Material supplied:
######
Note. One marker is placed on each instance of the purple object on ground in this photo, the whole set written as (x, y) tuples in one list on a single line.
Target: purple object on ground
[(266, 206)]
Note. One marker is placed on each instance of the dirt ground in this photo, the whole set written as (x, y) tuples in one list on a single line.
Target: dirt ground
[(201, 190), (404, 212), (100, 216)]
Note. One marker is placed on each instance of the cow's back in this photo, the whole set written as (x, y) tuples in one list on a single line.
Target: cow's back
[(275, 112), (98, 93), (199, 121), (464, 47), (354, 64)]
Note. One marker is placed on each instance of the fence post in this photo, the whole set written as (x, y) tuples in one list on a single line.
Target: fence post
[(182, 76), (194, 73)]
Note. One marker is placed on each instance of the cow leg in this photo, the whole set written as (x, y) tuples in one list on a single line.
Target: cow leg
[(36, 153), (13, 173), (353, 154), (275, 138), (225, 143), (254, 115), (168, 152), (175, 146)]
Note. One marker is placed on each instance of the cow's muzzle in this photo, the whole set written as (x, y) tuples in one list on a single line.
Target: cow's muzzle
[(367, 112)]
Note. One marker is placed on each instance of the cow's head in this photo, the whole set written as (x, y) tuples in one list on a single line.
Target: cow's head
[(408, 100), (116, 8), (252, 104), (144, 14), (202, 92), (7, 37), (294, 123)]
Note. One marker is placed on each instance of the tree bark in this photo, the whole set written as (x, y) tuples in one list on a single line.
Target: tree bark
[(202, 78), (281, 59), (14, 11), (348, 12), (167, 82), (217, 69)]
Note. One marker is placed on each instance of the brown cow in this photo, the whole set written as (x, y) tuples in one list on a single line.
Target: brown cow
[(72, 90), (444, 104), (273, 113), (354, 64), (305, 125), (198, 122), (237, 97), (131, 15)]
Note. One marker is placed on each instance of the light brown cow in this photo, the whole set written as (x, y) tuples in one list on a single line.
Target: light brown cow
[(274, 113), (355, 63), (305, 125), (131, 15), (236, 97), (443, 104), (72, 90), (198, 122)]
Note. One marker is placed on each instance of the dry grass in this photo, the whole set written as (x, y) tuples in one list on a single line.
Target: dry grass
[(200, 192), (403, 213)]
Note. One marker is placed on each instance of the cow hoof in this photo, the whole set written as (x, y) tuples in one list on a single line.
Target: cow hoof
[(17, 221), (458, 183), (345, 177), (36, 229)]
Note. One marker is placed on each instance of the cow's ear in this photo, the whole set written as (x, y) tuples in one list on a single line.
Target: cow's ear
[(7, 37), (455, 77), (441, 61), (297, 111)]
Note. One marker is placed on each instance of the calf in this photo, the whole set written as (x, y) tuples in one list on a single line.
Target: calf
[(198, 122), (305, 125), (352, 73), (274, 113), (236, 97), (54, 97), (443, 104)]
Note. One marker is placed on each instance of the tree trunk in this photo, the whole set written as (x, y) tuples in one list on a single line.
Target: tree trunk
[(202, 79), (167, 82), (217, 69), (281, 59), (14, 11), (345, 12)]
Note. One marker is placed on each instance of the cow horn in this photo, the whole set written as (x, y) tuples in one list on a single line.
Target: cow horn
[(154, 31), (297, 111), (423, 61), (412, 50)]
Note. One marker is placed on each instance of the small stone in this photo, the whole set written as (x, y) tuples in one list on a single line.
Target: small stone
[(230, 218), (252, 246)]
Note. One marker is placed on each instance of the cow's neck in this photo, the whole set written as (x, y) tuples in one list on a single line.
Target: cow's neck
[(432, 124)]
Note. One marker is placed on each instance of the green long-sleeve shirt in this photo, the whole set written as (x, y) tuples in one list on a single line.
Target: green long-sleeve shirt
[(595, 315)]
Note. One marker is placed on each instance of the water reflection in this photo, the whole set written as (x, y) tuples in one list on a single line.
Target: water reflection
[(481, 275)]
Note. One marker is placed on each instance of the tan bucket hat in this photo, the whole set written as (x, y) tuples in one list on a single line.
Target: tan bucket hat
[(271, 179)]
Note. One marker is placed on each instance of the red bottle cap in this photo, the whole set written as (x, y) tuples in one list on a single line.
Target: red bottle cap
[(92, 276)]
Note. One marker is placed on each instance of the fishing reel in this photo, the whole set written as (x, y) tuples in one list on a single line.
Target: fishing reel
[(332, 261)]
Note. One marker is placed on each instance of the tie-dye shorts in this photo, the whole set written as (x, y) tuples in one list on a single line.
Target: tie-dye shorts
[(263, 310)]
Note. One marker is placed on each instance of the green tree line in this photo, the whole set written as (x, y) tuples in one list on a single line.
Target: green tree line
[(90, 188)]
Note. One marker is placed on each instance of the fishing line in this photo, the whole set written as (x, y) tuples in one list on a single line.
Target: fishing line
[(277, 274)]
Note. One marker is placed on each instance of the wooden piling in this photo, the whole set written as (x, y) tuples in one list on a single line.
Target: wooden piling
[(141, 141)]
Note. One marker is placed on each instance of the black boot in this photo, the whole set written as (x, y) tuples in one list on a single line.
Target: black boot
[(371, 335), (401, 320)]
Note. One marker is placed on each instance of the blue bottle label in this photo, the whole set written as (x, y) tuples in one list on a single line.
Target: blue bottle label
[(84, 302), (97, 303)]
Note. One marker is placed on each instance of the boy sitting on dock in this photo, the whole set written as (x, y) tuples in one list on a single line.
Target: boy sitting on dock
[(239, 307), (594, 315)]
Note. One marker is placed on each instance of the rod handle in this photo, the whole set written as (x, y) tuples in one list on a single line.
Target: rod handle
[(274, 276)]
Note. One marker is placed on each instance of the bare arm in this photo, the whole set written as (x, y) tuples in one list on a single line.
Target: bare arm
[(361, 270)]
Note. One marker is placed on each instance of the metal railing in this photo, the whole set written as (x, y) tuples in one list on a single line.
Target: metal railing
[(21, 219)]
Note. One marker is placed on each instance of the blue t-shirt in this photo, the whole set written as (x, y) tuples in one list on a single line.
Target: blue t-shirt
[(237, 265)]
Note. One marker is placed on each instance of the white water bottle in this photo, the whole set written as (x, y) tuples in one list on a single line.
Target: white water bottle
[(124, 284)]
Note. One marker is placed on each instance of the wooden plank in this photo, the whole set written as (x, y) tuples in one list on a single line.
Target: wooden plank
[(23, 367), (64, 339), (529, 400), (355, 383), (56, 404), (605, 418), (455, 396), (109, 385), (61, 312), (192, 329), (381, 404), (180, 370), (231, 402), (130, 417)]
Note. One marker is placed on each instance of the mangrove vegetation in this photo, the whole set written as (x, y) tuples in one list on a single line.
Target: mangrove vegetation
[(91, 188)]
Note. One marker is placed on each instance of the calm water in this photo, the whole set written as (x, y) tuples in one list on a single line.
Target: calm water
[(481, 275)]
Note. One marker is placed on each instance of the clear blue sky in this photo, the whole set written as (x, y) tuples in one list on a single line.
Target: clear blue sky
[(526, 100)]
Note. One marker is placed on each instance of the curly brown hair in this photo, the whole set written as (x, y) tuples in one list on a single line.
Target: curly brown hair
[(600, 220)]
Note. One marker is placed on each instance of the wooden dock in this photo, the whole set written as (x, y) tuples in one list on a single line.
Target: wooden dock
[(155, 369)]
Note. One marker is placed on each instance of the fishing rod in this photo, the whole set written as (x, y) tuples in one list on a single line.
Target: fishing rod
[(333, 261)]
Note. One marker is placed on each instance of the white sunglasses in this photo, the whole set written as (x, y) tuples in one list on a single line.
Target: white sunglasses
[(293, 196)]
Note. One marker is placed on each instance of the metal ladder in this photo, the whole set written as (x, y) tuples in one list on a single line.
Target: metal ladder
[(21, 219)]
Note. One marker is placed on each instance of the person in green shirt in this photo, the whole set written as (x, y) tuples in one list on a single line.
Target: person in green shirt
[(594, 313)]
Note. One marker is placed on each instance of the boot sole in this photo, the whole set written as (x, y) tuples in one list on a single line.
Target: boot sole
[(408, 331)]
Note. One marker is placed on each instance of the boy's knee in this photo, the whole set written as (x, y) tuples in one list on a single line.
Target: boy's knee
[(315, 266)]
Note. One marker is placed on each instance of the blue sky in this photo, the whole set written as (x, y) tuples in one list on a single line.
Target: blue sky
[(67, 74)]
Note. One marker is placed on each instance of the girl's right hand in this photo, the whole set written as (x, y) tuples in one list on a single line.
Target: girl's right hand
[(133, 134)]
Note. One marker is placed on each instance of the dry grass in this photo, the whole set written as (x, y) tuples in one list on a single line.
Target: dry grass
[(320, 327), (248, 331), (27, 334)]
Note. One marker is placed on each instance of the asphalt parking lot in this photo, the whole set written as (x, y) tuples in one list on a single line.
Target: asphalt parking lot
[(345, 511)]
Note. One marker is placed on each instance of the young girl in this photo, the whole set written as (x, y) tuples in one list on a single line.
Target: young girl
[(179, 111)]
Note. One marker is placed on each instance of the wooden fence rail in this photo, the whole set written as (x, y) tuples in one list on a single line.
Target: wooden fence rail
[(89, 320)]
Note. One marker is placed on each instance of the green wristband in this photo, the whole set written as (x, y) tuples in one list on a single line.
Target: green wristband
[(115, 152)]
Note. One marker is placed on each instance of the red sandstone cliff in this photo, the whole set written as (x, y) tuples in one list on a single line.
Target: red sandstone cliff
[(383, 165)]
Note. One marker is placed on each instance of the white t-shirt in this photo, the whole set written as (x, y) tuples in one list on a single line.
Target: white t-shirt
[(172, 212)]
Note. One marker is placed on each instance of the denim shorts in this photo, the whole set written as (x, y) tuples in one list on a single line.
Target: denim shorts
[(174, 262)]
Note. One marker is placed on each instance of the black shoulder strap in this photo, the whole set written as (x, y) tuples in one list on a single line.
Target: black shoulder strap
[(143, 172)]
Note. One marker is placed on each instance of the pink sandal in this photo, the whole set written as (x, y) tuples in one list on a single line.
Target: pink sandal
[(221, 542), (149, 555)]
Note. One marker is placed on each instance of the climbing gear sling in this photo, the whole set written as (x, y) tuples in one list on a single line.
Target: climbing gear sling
######
Your goal: Copy out everything from the start of the entries down to the line containing "[(201, 190), (404, 212), (100, 216)]", inclusive, keeping each line unchanged.

Result of this exercise:
Note. One marker is placed on each instance of the purple object on ground in this photo, the whole set written as (x, y) tuples in one list on a single line.
Target: purple object on ground
[(266, 206)]
Note. One marker is placed on each instance of the dirt ground in this photo, the whole set written as (x, y) tuples in one list on a single line.
Target: dirt ground
[(201, 190), (404, 212), (100, 216)]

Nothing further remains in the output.